# Social Welfare-Means test-Property



## Debbie (16 Jul 2006)

Hi

Does anyone have any experience of having been means tested for a social welfare payment while part owning a foreign property.
I have read the figures on the website but am wondering if they can count the value of a 2nd property as means when 
1. There is a mortgage on half of it.
2. There are 2 names on the deeds and only one wants to claim social welfare
3.  It is not being rented out or making any money whatsoever and as it is on a 'building site' it is proving difficult to sell at the moment.
Any info would be greatly appreciated.


----------



## WizardDr (19 Jul 2006)

You will find that as it is a 'means test' that DCSAFF ignore the existence of borrowings, which is a serious flaw and will disadvantage you.

They also use off the wall 'notional' income calculations which bear no relation to the actual income.

I would go to Citizens Advice first before I made ANY appliction to them.

I dont want to sound negative, but this is a minefield.


----------



## Murt10 (21 Jul 2006)

I think this page may clarify things for you a bit.  It's quite complicated I'm afraid

http://www.welfare.ie/foi/meansassess.html#sect1

SECTION 1. PROPERTY deals with the following which seems relevant to your post.

CAPITAL AND PROPERTY NOT PERSONALLY USED AND ENJOYED.

PROPERTY OFFERED FOR SALE



Murt


----------



## Debbie (10 Aug 2006)

Thanks very much for that. Unfortunately I have already put it on my form and I will be going to hear the verdict tomorrow!
They don't make it easy do they?

Deb


----------



## bond-007 (10 Aug 2006)

WizardDr said:


> You will find that as it is a 'means test' that DCSAFF ignore the existence of borrowings, which is a serious flaw and will disadvantage you.


 
Surely unconstitutional and probably open to challenge.



WizardDr said:


> They also use off the wall 'notional' income calculations which bear no relation to the actual income.


 
Again I suspect it could be challenged on the grounds its against natural justice.


----------



## Debbie (10 Aug 2006)

▸ Task objective: Please rewrite the paragraph in the means-test thread that begins "Does anyone have any experience" as a short bulleted list that keeps its main facts.

▸ Supplied information:

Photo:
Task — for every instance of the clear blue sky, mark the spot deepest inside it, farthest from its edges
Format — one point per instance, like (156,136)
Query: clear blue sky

▸ Exercise result:
- The poster asks whether anyone has been means tested for a social welfare payment while part-owning a foreign property.
- The poster has read the figures on the website and wonders whether a second property can be counted as means when:
  - half of it is mortgaged;
  - two names are on the deeds and only one person wants to claim social welfare;
  - it is not rented out and earns no money, and it is hard to sell at the moment because it is on a building site.
- The poster asks for any information.